Supplied passage START

The process of the settlement of the Americas is one of those long-standing and fascinating research questions that can probably only be properly tackled by bringing to bear the tools of multiple disciplines: archeology, historical linguistics, and biology — especially genetic analyses of Native American populations. I was excited to see, therefore, a recent study, Genetic Variation and Population Structure in Native Americans (PLoS Genetics), that sought to use information on genetic variation in Native American populations to develop and test hypotheses about the question of prehistoric migration in the Americas.
There is much to chew on in this interesting article, and I have some queries on methodological issues related to the genetics discussed in the article, but in this post I want to comment on the use the authors made of historical linguistics. Most of the article is devoted to analyses of genetic samples from various indigenous peoples of the Americas, but one section is entitled “Genes and Languages”. The first sentence of this section reads:
We compared the classification of the population into linguist “stocks” with their genetic relationships as inferred on a neighbor-joining tree constructed from Nei genetic distances.
When I saw the word “stocks”, my eyebrows went up, and I read on:
In a neighbor-joining tree, a reasonably well-supported cluster (86%) includes all non-Andean South American populations, together with the Andean-speaking Inga population from southern Columbia. Within this South American cluster, strong support exists from separate clustering of Chibchan-Paezan (97%) and Equatorial-Tucanoan (96%) speakers (except for the inclusions of the Equatorial-Tucanoan Wayuu population with its Chibchan-Paezan geographic neighbors, and the inclusion of Kaingang, the single Ge-Pano-Carib population, with its Equatorial-Tucanoan geographic neighbors).

Supplied passage END
Records START

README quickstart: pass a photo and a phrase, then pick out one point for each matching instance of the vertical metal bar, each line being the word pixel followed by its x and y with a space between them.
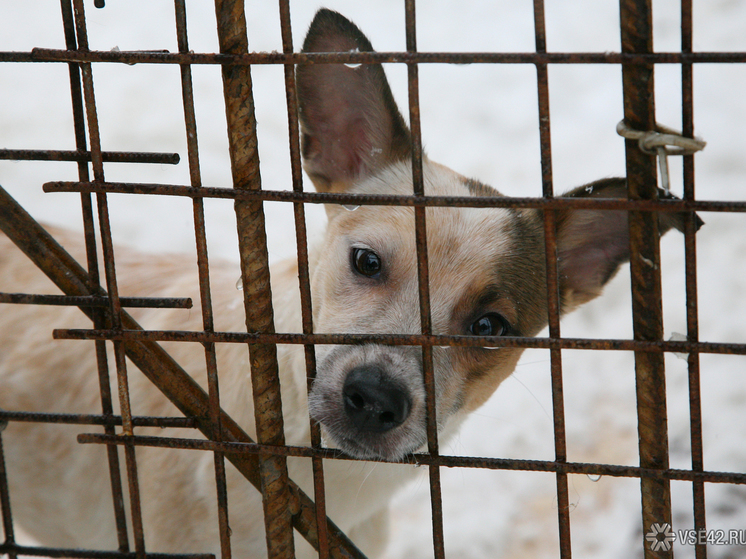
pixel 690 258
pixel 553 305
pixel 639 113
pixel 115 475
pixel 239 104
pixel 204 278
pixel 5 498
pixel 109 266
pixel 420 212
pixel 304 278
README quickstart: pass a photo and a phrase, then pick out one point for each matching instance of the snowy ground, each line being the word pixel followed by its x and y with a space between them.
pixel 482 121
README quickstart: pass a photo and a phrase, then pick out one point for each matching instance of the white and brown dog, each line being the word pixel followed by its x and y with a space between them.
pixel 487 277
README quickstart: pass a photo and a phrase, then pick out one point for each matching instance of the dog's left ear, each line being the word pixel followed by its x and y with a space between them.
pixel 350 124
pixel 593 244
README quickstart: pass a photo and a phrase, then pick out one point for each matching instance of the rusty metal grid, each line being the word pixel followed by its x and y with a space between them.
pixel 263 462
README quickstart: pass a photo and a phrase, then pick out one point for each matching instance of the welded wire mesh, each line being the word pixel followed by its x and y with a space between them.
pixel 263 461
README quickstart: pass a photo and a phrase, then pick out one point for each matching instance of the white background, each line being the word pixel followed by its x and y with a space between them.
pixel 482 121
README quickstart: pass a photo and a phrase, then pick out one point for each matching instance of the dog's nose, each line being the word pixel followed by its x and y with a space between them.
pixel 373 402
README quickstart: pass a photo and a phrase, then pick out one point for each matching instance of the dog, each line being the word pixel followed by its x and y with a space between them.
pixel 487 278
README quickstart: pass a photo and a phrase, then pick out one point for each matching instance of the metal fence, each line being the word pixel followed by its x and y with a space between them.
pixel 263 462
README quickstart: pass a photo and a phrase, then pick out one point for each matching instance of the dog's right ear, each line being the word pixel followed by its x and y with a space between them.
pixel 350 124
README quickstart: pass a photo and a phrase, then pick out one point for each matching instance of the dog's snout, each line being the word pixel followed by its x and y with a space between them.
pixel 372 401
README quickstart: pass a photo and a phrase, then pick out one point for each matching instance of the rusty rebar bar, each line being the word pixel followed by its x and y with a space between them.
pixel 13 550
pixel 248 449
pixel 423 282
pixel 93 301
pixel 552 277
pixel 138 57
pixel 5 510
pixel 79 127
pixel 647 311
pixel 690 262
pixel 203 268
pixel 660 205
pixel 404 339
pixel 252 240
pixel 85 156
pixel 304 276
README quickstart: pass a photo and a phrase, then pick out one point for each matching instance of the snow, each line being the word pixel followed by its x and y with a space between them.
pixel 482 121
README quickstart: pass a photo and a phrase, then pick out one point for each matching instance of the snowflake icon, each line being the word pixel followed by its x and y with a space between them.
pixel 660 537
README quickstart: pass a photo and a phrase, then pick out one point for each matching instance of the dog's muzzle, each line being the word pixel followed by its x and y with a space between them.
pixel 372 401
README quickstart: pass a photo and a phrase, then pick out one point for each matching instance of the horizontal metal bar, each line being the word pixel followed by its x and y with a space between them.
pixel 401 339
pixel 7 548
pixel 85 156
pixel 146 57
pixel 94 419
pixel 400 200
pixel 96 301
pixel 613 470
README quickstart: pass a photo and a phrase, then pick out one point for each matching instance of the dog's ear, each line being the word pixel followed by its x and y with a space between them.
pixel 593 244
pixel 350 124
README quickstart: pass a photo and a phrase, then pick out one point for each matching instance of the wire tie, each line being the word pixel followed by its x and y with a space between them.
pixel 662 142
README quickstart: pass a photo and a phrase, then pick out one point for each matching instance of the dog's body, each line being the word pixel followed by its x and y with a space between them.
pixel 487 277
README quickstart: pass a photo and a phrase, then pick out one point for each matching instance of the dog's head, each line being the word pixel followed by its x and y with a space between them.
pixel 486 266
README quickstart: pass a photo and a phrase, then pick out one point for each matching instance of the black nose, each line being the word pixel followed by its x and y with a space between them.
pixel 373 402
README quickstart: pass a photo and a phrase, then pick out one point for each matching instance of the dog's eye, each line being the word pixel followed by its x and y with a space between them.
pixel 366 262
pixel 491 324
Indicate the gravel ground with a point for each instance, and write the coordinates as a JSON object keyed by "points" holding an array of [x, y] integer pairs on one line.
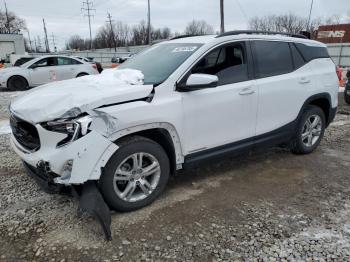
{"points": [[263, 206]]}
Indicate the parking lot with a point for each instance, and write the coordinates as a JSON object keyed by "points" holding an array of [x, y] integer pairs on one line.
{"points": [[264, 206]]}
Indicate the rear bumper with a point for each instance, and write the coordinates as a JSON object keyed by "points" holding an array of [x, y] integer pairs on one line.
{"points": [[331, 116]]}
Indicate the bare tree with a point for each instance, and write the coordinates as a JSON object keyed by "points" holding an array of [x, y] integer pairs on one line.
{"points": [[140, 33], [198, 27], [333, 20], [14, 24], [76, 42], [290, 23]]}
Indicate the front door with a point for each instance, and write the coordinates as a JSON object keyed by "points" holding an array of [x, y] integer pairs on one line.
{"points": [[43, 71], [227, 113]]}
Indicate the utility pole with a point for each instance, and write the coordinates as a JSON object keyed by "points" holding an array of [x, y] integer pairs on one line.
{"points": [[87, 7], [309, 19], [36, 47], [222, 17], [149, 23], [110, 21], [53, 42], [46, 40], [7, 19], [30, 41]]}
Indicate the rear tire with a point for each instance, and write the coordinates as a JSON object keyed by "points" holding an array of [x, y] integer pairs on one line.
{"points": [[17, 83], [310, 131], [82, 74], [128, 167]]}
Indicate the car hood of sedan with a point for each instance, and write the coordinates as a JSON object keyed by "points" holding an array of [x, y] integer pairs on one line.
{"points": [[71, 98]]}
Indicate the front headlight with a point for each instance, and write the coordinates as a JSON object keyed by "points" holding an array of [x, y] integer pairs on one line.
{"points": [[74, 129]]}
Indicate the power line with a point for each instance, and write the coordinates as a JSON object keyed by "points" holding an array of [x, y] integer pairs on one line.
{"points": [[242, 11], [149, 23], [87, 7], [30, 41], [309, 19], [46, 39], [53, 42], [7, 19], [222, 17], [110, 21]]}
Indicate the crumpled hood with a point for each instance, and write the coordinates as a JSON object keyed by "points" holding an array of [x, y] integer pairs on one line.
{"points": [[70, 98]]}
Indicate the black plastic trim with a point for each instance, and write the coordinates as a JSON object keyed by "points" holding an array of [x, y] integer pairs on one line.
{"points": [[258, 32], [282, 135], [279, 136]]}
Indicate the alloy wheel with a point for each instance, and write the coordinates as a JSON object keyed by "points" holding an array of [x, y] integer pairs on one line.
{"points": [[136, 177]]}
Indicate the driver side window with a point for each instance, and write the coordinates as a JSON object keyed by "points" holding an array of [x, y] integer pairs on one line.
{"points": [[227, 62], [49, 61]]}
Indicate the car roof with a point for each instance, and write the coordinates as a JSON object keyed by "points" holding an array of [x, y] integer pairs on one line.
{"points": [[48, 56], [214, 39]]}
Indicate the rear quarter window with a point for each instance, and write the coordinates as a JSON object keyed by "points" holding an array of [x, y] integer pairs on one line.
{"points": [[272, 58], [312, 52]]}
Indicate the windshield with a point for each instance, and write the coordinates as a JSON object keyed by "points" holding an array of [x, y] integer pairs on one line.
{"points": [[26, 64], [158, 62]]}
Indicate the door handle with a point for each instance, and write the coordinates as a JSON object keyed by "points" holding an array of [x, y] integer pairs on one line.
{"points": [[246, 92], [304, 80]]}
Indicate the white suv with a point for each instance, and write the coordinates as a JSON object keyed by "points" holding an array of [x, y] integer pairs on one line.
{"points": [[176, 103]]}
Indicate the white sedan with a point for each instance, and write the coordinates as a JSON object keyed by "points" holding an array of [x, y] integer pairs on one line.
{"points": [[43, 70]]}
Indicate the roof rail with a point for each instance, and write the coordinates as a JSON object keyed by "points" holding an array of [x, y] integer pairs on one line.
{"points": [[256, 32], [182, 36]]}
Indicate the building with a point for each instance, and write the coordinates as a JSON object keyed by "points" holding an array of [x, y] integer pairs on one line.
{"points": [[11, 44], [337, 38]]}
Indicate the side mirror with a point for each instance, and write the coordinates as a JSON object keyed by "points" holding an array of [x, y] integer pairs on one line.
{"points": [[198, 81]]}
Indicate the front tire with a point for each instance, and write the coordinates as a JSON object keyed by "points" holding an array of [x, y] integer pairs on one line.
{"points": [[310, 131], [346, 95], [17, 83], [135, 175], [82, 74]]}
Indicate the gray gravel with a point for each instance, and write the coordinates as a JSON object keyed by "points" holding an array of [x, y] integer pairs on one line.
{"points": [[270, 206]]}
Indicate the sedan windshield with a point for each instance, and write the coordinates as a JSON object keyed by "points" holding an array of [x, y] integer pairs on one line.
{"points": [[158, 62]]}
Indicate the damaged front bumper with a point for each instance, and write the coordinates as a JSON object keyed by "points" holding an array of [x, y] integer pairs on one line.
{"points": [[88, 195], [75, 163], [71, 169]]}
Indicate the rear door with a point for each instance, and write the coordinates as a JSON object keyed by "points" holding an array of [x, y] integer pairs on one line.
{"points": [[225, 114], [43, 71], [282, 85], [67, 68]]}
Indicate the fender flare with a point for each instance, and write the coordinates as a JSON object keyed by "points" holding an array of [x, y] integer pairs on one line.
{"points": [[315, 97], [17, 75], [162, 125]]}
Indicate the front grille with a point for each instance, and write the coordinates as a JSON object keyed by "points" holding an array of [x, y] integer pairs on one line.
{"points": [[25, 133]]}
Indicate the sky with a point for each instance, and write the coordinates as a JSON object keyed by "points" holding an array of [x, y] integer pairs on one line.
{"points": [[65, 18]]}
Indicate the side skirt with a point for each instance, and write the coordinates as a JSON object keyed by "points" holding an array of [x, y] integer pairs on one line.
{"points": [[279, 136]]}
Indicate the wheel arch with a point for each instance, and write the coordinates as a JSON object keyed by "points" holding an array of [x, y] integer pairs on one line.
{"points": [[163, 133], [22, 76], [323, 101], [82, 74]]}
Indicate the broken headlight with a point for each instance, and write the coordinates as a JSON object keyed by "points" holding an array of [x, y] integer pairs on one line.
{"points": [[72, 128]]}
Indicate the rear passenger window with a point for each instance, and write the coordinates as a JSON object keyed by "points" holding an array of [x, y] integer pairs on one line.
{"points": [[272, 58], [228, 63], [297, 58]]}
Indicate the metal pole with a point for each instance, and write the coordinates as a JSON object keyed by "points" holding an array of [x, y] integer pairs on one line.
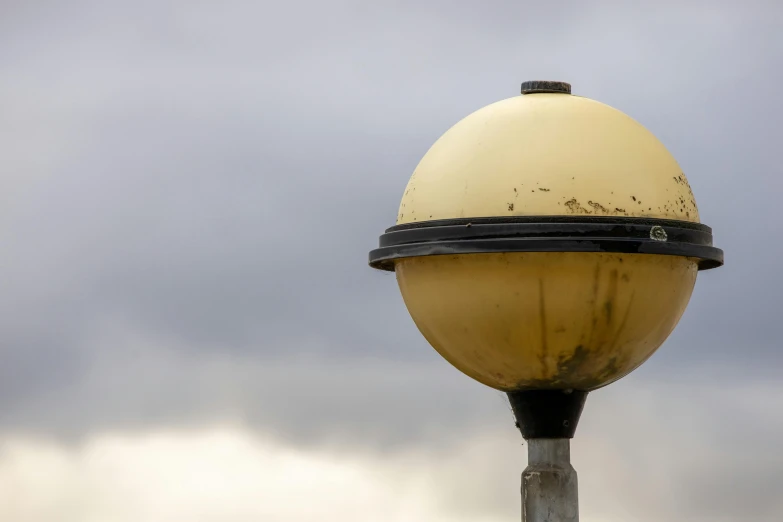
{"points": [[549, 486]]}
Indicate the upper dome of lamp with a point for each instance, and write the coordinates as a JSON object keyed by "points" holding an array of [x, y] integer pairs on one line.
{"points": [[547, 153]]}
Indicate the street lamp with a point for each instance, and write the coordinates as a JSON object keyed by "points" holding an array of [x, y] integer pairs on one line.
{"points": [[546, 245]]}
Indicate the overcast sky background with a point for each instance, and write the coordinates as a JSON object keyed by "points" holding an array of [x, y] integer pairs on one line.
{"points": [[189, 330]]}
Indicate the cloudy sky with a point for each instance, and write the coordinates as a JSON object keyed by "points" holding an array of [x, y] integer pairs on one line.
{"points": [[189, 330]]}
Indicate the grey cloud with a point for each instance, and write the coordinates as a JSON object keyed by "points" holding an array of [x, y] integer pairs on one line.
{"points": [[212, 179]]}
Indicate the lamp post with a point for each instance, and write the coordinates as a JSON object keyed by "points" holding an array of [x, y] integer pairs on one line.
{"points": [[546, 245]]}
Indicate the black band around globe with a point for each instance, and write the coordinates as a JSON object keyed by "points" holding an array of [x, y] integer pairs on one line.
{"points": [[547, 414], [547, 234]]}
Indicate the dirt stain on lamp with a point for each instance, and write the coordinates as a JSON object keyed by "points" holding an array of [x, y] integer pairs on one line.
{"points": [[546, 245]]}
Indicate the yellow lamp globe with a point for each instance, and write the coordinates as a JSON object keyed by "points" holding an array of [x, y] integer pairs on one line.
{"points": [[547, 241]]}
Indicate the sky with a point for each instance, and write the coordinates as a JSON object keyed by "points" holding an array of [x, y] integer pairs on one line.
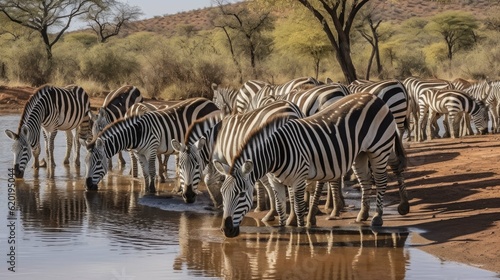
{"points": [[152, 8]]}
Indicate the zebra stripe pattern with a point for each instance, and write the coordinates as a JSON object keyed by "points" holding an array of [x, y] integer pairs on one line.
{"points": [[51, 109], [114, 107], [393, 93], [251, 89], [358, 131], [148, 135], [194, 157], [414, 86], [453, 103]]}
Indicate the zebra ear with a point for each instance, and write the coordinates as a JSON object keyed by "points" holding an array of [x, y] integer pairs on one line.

Records END

■ Exercises to complete ■
a: In the post on Native American genetics, what percentage support does the neighbor-joining tree give the cluster that includes all non-Andean South American populations?
b: Reproduce the stretch of the post on Native American genetics from "There is much" through "Nei genetic distances.".
c: According to the post on Native American genetics, why was the author excited to see the PLoS Genetics study? Answer in one to three sentences.
These rows have no connection to the post on Native American genetics.

■ Answer section ■
a: 86%

b:
There is much to chew on in this interesting article, and I have some queries on methodological issues related to the genetics discussed in the article, but in this post I want to comment on the use the authors made of historical linguistics. Most of the article is devoted to analyses of genetic samples from various indigenous peoples of the Americas, but one section is entitled “Genes and Languages”. The first sentence of this section reads:
We compared the classification of the population into linguist “stocks” with their genetic relationships as inferred on a neighbor-joining tree constructed from Nei genetic distances.

c: The settlement of the Americas can probably only be properly tackled with tools from several disciplines, especially genetic analyses of Native American populations. The study used information on genetic variation in those populations to develop and test hypotheses about prehistoric migration in the Americas.